Pick out every line in the entries below that contains the string "roof" and copy those lines over unchanged. Matching is case-sensitive.

════

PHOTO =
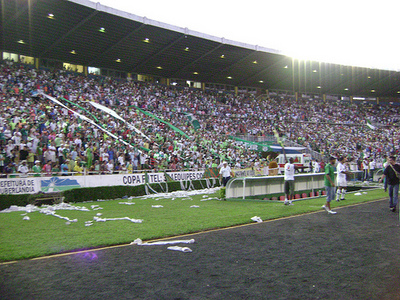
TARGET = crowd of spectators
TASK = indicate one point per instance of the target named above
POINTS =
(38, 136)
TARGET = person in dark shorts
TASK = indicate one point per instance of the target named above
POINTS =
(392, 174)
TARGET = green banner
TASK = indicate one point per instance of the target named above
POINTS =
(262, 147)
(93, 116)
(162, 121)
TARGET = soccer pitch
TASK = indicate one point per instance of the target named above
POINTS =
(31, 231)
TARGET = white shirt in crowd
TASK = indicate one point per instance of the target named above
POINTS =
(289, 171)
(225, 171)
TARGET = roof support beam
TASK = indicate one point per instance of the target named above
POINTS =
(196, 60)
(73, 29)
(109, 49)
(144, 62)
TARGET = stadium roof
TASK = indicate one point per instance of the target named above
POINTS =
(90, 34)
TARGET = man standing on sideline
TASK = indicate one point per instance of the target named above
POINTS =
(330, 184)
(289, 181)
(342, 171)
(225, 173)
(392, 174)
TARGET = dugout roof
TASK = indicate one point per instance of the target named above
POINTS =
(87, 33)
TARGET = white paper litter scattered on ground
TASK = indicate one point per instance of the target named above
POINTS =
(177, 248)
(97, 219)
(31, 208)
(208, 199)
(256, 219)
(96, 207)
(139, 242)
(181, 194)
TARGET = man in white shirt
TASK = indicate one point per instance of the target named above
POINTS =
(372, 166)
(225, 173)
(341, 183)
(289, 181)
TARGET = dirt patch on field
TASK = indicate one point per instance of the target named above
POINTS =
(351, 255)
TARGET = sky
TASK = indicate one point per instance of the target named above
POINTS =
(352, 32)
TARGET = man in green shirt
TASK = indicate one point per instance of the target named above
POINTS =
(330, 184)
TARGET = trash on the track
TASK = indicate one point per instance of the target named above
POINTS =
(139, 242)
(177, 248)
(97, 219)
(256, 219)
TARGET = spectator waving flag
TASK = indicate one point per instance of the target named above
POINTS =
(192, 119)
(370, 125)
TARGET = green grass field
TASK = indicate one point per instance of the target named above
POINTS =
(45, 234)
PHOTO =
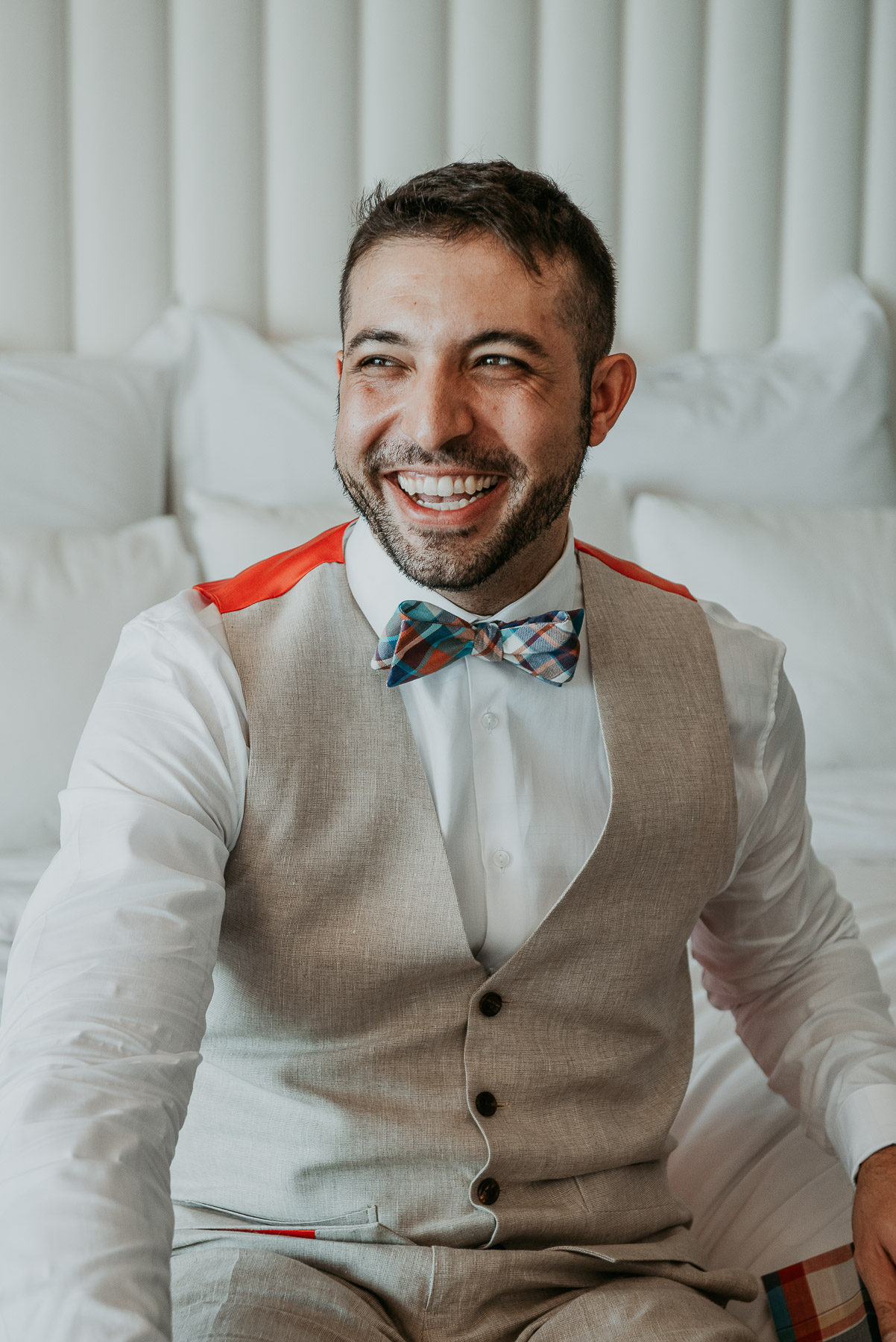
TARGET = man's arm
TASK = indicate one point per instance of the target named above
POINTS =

════

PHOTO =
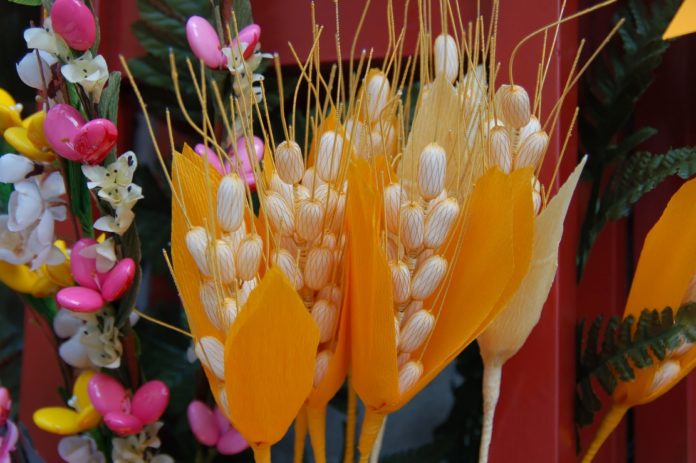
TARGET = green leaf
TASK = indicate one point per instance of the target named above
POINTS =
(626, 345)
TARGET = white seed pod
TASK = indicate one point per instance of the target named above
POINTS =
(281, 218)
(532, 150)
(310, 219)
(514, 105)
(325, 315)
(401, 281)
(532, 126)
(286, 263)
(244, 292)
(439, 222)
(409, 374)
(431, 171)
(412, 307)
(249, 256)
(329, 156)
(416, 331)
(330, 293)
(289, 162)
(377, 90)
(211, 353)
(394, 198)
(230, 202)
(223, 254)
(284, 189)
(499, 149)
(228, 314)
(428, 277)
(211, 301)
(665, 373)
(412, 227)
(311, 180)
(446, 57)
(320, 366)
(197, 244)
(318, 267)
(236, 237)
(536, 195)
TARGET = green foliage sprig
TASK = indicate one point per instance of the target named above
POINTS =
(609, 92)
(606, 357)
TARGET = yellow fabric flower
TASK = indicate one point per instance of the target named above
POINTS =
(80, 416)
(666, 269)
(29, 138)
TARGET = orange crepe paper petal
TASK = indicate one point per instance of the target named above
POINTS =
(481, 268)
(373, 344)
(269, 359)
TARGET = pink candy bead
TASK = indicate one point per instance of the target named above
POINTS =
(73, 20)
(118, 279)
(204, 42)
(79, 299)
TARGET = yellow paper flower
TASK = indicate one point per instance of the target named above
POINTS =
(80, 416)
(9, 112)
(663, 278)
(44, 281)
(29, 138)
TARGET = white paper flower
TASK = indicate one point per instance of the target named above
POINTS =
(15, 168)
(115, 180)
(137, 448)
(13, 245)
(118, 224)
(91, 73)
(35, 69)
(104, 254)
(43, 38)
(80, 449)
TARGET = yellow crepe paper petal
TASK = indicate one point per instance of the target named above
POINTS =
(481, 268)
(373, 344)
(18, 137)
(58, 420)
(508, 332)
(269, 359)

════

Solution to this problem —
TARGET = roof support beam
TARGET = stadium roof
TARGET = dugout roof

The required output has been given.